Texto fornecido =
----------

Tradicionalmente, a sucessão empresarial ocorre pela transferência da propriedade para outra pessoa, que pode ser por venda, doação ou transmissão da herança.
Nesta última situação – tema de hoje, os dados indicam que a maior parte das empresas não possuem o plano de como deve acontecer a sucessão ou resolução das cotas de determinado sócio em caso de falecimento, que faz submeter ao judiciário decidir como fazê-lo.
A REGULARIZAÇÃO REGISTRAL NO CONTRATO SOCIAL APÓS O FALECIMENTO DE SÓCIO
Pela empresa, havendo o falecimento de algum sócio, é possível em deliberação social a alteração do contrato social para averbação na junta comercial sobre esta atualização sem a necessidade de alvará ou inventário e sem a necessidade de comprovar o pagamento de haveres aos familiares do sócio falecido.
Ou seja, a mera regularização registral não está condicionada a qualquer pagamento prévio, sendo permitida a mera alteração no contrato social, conforme possibilita a Instrução Normativa – IN 81 do DREI, no manual de registro da sociedade limitada.
No entanto, apesar da sociedade empresária conseguir regularizar o seu quadro societário de forma simples no caso de falecimento de algum sócio, o pagamento dos haveres continua sendo devido aos herdeiros do falecido, o que deverá acontecer no inventário posteriormente.
A possibilidade de atualizar a composição societária na Junta Comercial sem comprovar o pagamento das cotas aos herdeiros do falecido não significa que este pagamento não é devido. Ele é, mas deve acontecer posteriormente. Esta regra apenas veio para facilitar as atividades empresárias sem que esta fatalidade possa lhe embaraçar as operações.
O ponto chave passa a ser então: como calcular o valor destas cotas do falecido?
AS POSSÍVEIS FORMAS DE DISSOLUÇÃO DA EMPRESA EM RELAÇÃO AO SÓCIO QUE FALECER
AJUSTE PRÉVIO DOCUMENTADO:
Pela orientação dos Tribunais e do próprio Superior Tribunal de Justiça, a forma de solução para o falecimento de algum sócio deve ser aquele que os integrantes ajustaram e documentaram no contrato social, de forma que deve prevalecer a autonomia da vontade do grupo empresarial.
O problema é justamente este: a maioria das empresas não possuem este acordo, e nem uma outra previsão no contrato social que fale sobre como calcular as cotas do sócio falecido para pagamento aos herdeiros.
E é justamente nestas situações que se instauram os problemas judiciais quase intermináveis que parecem não ter solução.
A liquidação das cotas dentro do processo gera discussões entre os sócios sobreviventes e os herdeiros: um lado acredita que o valor a receber é maior e o outro lado acredita que está ajudando mais do que deveria. Nestes casos, após muito desgaste o Juiz é quem fixa uma solução que entende ser mais razoável.
Para isto, o judiciário tem buscado aplicar para esta dissolução parcial de sociedade e apuração do valor das cotas que o falecido deixou o método considerando o valor patrimonial aferido no âmbito do balanço de determinação, previsto no art. 606 do CPC (STJ/397.678/SP).

----------

Material =

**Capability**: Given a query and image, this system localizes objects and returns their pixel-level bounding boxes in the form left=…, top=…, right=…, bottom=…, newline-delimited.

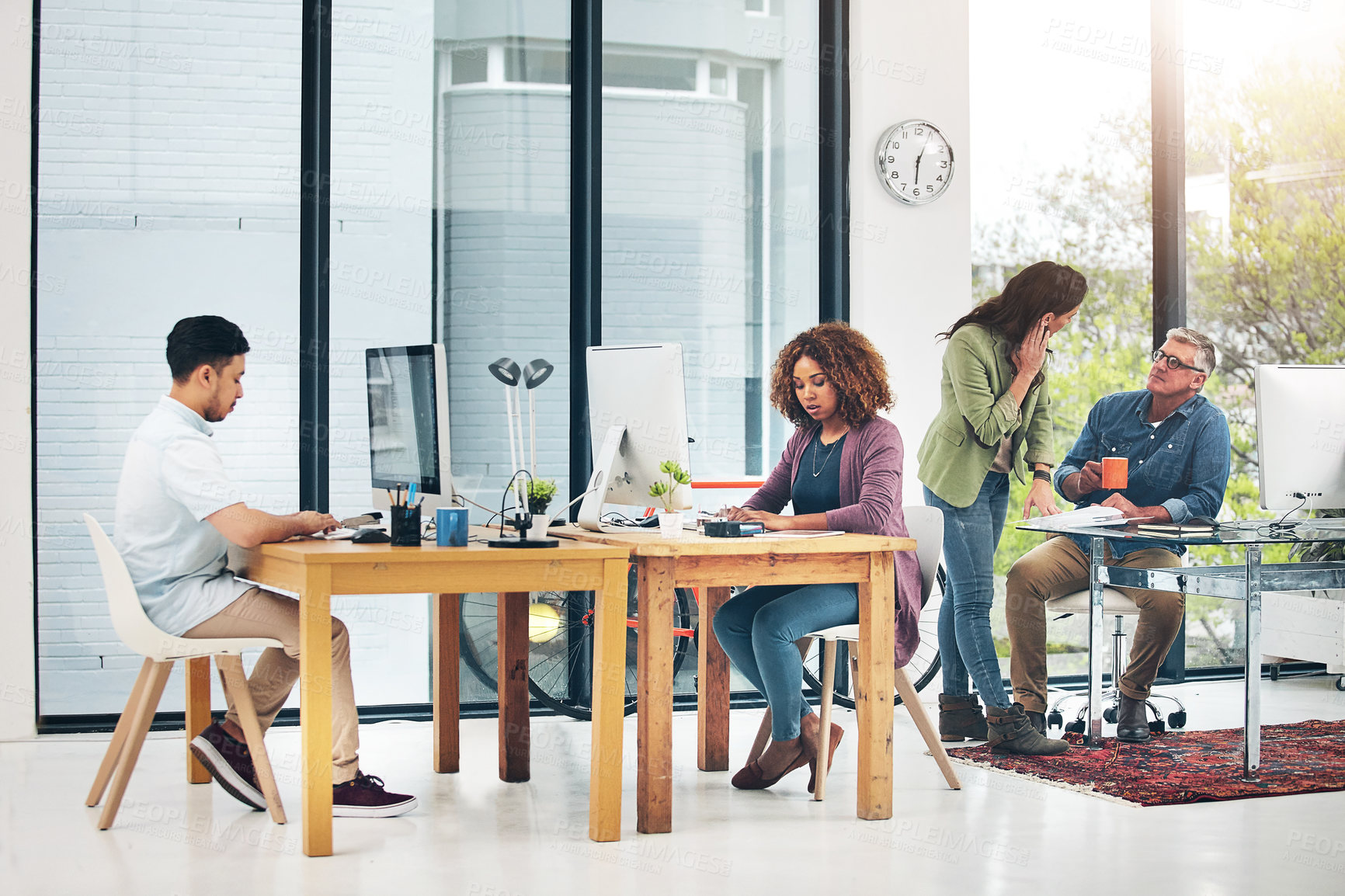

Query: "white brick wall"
left=37, top=0, right=816, bottom=713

----------

Exercício proposto 1 = Diga se cada afirmação abaixo está de acordo com o texto sobre a sucessão de sócio falecido, respondendo sim ou não e citando as palavras do texto que decidem. (a) Para alterar o contrato social após a morte de um sócio, é preciso comprovar o pagamento de haveres aos familiares dele. (b) A maior parte das empresas tem um plano para a sucessão das cotas em caso de falecimento de sócio. (c) O judiciário tem aplicado o método do valor patrimonial aferido no balanço de determinação para apurar o valor das cotas do falecido.
Exercício proposto 2 = Escreva a continuação do texto sobre a sucessão de sócio falecido, começando logo após a última frase.

Resposta do exercício 1 =
(a) Não: "sem a necessidade de comprovar o pagamento de haveres aos familiares do sócio falecido"
(b) Não: "a maior parte das empresas não possuem o plano de como deve acontecer a sucessão ou resolução das cotas de determinado sócio em caso de falecimento"
(c) Sim: "o método considerando o valor patrimonial aferido no âmbito do balanço de determinação, previsto no art. 606 do CPC"

Resposta do exercício 2 =
Em um quadro de total falta de previsão no grupo empresarial, este método parece ser o mais próximo do justo para o difícil trabalho de descobrir o real valor das cotas, no entanto, além de não representar a vontade do falecido e não ter precisão exata, é demorado e desgastante, tanto para os sócios remanescentes quanto para os familiares do falecido.
Existe a metodologia do fluxo de caixa descontado, que já foi muito utilizada, mas atualmente não é recomendada (embora alguns Tribunais ainda a utilizem) por não refletir com precisão o real valor das cotas.
Então, tanto para a empresa, para os sócios remanescentes e a família do sócio que possa vir a falecer, o ideal é ter a previsão para caso de falecimento bem clara, que pode ser inserida, ajustada ou reajustada a qualquer momento.
A REESTRUTURAÇÃO SOCIETÁRIA IDEAL
1 – PREVISÃO PARA CASO DE FALECIMENTO
Seja na nova constituição de sociedade ou em alguma já existente, incluir a previsão para o caso de falecimento do sócio no contrato social ou alteração contratual é um trabalho que vem ganhando espaço dentro do Planejamento Patrimonial e Sucessório, principalmente pelo grande número de problemas que este ato pode evitar.
Então, reunir todos os envolvidos para debater e definir a forma de sucessão enquanto ainda há saúde e bons ânimos de todos é o caminho indicado, pois o que for definido deverá ser escrito e valerá como se fosse testamento (desde que dentro dos limites da lei e sem prejudicar terceiros).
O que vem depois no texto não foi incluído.